• _Dataset entries_

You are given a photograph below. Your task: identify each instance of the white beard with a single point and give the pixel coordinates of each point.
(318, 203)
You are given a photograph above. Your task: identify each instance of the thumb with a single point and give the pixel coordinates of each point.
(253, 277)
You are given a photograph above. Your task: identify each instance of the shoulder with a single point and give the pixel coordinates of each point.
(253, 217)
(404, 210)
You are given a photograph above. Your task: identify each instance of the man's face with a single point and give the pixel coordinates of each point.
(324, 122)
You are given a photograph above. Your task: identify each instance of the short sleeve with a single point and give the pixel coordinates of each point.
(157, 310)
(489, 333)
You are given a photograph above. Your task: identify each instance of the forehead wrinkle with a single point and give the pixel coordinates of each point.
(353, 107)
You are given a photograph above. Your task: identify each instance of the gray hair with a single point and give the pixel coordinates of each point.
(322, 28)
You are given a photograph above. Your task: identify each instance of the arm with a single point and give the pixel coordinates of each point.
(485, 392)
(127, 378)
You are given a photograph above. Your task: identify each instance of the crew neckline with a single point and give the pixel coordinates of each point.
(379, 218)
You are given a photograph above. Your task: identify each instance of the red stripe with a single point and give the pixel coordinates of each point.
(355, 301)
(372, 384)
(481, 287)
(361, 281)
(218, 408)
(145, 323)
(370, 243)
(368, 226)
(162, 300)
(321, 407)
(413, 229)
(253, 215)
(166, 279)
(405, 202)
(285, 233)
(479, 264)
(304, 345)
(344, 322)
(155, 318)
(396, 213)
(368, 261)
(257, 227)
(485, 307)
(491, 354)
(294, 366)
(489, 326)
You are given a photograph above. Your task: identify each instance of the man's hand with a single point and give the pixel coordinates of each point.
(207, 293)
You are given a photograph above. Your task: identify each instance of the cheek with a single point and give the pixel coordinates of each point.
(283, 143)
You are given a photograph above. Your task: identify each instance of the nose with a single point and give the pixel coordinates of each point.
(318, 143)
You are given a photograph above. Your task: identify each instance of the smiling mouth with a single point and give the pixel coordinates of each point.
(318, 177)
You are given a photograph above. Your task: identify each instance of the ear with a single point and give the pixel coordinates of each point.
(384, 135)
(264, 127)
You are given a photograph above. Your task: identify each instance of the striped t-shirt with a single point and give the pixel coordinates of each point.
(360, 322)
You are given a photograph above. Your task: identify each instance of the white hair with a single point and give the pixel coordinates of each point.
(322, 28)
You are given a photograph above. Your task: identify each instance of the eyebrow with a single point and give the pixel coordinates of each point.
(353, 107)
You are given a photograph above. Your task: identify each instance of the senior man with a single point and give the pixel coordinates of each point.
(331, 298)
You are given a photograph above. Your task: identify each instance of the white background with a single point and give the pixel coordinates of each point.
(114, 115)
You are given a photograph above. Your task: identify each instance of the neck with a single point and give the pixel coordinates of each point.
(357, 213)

• _EXERCISE OBJECTIVE_
Write all the entries again precisely as they were given.

• _WRITTEN RESPONSE_
You are given a photograph below. Your task: identify each instance of the white beard with a single point and give the pixel coordinates of each point.
(318, 203)
You are given a photograph above. Your task: identify each instance of the thumb with a single point and give the pixel coordinates of each point.
(253, 277)
You are given a photograph above. Your task: identify each instance of the shoulder with a single point and give the pixel coordinates of each point.
(253, 217)
(404, 210)
You are given a photograph above. Your task: identify each instance of the man's face with a single point and give the pixel coordinates of each point.
(324, 122)
You are given a photograph above. Your task: identify each instance of the short sleeve with a single point and give the pixel coordinates of each point.
(157, 310)
(489, 333)
You are given a photograph above. Your task: identify each instance of the forehead wrinkle with a single point and give the pixel coordinates of each point.
(353, 107)
You are given a photograph above. Your task: identify each instance of the gray hair with a single point and give the pixel coordinates of each point.
(322, 28)
You are given a photograph above. Your task: identify each instance of the arm with a single point and give the pixel coordinates of each point.
(485, 392)
(127, 378)
You are given a photograph above. Your task: identify each instance of the crew neckline with a single point and give the pixel coordinates of each point.
(379, 218)
You are given a photograph above. Your task: identify each instance of the red stripe with a single point and give the pixel coordinates of each point.
(355, 301)
(372, 384)
(481, 287)
(361, 281)
(218, 408)
(145, 323)
(370, 243)
(368, 226)
(162, 300)
(321, 407)
(413, 229)
(253, 215)
(166, 279)
(405, 202)
(285, 233)
(479, 264)
(304, 345)
(344, 322)
(155, 318)
(396, 213)
(368, 261)
(257, 227)
(485, 307)
(491, 354)
(294, 366)
(489, 326)
You are given a photograph above. Your task: identify each instance of the man's hand with a single point and give the pixel coordinates of each point.
(207, 293)
You are given a photograph above. Your task: identify each instance of the cheek with a single point and give the pixel coordinates of each point.
(283, 143)
You are given a photograph above. Your task: identify each instance of the nose with a single point and give the pixel coordinates of each point.
(318, 143)
You are given a photograph above. Your task: identify each instance of the smiling mouth with a single point and give the pixel coordinates of each point.
(318, 177)
You are given a photograph above. Your task: identify each instance of the ear with a single point and give the pixel coordinates of each point.
(384, 135)
(264, 127)
You are given a photograph above. Your task: identify each instance of the striped t-shirt with a single point and give the pixel coordinates of each point.
(360, 322)
You are given a photograph above. Your task: identify each instance of the white hair with a single point and give the pixel coordinates of each point.
(322, 28)
You are given a photograph above. Your task: identify each instance of the eyebrow with a single point and give the pixel coordinates of each point.
(353, 107)
You are given a photograph above. Your task: identify each instance of the senior man with a single point and give the pixel coordinates of each point.
(331, 298)
You are given a photograph above. Your task: identify each instance of the white background with a single point and give the pixel coordinates of each point.
(114, 115)
You are given a photograph above. Your task: identify each instance of the neck with a single point and give the pixel coordinates of each point.
(357, 213)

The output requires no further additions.